Provided passage
'''

Wednesday, April 20, 2005
Pam Grady

 
Pam Grady Photo
Executive producer Robbie Stamp
Robbie Stamp has a warm smile, kind eyes, and a gorgeous English accent, but on this afternoon at San Francisco's Ritz-Carlton Hotel, The Hitchhiker's Guide to the Galaxy's executive producer's most arresting aspect isn't part of his person, but attached to his lapel. It is a small white pin depicting a robot.

"It's Marvin!" Stamp beams, confirming the pin's identity as Hitchhiker's depressive 'bot. In contrast to the BBC-TV series rendering of the character, the new Marvin is mostly white with black accents with an oversized round head, and he's quite short. In one sign of how much care has gone into this feature film rendering of the late Douglas Adams' space skipping adventure, it takes three people to operate Marvin's controls, while actor Warwick Davis sweats inside Marvin's metallic body. His constant kvetching is given voice by the velvet tones of a marvelously cranky Alan Rickman.

'''

Records provided

'''

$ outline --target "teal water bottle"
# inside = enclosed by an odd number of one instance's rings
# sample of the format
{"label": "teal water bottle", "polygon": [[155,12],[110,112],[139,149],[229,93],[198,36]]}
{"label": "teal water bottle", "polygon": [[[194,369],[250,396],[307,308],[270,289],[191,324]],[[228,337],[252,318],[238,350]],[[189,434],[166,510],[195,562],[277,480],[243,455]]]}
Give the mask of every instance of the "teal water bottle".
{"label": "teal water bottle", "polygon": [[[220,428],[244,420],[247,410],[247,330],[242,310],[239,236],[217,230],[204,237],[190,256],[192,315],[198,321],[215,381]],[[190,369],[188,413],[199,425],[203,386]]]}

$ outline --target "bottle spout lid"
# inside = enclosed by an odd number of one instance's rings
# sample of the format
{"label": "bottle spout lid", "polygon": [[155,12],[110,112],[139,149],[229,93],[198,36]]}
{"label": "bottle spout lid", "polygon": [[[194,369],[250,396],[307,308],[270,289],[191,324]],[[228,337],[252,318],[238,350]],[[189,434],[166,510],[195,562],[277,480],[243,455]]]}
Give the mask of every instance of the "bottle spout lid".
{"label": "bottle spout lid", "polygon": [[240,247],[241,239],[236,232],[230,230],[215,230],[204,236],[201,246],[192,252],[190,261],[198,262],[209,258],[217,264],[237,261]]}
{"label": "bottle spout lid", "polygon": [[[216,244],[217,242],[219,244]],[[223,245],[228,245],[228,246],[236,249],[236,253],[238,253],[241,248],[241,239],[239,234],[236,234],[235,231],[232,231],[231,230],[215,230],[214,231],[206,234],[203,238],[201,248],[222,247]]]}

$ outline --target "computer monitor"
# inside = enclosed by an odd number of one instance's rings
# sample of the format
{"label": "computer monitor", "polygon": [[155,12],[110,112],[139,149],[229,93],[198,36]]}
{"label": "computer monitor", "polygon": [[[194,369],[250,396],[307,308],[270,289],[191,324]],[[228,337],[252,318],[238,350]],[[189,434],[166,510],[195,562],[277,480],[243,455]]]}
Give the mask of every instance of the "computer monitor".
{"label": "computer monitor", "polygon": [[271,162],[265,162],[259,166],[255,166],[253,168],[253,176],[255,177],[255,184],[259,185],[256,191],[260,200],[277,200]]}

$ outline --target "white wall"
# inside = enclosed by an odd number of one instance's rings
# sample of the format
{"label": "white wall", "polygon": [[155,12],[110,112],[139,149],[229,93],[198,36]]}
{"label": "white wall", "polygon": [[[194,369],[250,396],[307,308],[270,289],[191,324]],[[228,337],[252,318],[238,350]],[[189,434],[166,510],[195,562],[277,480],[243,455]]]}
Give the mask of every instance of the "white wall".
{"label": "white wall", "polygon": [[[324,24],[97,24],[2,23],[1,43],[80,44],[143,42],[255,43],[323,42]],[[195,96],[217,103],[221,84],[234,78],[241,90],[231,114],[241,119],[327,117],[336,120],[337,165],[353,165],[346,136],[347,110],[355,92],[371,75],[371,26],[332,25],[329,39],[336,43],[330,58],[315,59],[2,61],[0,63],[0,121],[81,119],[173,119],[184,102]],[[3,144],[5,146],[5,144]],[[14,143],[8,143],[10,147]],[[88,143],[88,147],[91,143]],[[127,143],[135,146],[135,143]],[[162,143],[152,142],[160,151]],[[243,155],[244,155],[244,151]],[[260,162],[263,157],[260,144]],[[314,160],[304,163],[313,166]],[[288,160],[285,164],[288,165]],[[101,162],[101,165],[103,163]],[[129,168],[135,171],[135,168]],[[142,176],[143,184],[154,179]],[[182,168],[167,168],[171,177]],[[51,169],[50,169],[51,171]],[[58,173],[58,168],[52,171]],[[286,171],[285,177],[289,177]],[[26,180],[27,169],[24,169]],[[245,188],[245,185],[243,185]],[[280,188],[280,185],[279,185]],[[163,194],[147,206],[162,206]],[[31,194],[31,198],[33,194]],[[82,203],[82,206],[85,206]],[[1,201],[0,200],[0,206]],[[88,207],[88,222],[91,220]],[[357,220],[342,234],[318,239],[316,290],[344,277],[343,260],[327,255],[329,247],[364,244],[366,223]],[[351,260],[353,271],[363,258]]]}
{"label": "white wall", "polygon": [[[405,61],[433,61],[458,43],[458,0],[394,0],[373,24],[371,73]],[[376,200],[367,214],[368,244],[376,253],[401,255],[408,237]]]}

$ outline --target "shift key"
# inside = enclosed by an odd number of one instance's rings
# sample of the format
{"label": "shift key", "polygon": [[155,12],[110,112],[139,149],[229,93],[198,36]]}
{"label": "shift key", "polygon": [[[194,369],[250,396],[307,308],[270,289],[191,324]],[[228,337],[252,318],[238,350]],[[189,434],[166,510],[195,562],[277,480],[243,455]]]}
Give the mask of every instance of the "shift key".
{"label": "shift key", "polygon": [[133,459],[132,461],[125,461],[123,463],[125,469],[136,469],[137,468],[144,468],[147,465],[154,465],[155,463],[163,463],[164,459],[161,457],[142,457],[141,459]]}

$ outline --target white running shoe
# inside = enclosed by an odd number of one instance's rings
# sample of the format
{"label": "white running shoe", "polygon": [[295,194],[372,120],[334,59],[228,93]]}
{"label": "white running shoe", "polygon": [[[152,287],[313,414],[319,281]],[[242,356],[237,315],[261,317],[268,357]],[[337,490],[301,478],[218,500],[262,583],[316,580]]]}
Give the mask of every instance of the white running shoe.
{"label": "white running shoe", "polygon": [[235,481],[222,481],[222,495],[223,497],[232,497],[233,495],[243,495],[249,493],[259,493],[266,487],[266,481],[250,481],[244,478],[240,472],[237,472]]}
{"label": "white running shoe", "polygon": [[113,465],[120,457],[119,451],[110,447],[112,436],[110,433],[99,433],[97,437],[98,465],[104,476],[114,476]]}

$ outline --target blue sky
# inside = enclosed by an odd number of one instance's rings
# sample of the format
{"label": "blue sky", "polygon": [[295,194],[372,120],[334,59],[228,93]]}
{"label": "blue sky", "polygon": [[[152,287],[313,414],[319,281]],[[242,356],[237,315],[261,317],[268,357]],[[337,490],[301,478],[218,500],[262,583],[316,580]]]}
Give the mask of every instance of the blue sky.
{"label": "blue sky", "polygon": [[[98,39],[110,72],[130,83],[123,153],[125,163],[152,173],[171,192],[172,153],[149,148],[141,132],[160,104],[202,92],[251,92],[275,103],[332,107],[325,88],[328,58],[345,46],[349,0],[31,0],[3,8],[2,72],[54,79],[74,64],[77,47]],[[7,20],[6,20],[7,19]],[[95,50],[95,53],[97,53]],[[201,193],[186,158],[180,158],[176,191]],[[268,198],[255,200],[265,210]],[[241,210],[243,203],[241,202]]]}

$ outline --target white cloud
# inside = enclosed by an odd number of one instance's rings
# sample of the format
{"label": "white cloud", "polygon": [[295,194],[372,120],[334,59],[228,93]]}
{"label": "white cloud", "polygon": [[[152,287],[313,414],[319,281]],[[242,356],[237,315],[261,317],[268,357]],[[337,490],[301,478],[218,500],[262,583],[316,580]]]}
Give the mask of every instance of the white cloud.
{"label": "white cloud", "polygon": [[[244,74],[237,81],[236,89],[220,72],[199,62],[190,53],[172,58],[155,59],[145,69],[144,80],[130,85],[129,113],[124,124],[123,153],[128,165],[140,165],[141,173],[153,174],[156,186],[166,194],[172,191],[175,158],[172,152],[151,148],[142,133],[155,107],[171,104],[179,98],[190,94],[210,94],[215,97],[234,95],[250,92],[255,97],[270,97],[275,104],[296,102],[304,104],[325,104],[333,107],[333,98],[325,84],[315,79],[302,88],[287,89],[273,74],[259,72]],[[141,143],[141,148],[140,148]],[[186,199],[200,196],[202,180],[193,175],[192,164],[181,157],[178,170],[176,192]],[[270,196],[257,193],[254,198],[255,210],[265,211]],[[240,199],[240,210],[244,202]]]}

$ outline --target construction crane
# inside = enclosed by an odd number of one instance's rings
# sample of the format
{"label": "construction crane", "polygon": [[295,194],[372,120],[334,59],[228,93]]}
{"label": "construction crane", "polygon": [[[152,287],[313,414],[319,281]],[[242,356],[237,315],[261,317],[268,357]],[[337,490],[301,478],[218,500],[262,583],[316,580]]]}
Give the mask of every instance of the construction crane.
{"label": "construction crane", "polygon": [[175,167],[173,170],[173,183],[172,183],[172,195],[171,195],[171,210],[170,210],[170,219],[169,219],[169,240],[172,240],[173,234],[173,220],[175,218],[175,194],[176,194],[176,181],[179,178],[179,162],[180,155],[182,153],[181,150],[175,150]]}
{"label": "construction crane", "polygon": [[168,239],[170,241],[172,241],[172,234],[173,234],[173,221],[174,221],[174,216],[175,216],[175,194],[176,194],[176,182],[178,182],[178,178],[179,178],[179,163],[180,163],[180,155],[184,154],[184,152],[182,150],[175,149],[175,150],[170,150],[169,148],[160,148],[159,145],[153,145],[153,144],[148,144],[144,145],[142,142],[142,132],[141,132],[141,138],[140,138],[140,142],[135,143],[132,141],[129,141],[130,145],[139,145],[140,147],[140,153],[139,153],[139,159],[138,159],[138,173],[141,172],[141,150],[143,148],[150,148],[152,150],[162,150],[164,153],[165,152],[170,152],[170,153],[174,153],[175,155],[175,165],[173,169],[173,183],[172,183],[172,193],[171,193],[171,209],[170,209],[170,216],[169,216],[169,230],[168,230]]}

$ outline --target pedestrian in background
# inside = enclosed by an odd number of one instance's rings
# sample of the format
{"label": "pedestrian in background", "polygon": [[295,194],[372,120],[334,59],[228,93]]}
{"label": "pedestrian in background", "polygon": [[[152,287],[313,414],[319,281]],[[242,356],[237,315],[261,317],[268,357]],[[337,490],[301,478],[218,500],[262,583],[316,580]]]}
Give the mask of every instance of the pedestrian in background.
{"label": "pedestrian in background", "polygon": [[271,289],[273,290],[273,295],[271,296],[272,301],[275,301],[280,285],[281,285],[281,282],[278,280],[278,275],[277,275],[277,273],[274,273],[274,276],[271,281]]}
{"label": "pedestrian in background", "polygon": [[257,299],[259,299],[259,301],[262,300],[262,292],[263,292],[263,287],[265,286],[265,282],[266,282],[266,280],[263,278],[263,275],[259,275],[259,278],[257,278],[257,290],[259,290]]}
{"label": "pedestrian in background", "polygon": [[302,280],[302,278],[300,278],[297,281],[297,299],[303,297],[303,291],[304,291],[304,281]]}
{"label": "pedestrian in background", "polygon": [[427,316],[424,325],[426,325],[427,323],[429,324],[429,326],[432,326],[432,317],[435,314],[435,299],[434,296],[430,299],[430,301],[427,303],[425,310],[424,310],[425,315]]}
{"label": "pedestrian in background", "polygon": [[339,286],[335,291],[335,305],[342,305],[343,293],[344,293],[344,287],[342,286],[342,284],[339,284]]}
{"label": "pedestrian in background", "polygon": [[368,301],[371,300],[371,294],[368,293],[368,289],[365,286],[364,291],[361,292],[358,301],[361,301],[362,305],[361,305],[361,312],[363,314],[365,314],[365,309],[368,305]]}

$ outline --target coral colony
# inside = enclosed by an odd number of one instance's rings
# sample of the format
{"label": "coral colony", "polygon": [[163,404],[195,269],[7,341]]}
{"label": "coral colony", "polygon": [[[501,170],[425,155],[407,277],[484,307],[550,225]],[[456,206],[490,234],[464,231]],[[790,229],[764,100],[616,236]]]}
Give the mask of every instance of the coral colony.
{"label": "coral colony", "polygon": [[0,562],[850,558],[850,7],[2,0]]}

'''

Requirements
Answer these questions using the Hitchhiker's Guide excerpt above the lines.
1. At what hotel does the text place Robbie Stamp on this afternoon?
2. How many people does it take to operate Marvin's controls?
3. Which actor voices Marvin?

Correct answer
1. San Francisco's Ritz-Carlton Hotel
2. Three
3. Alan Rickman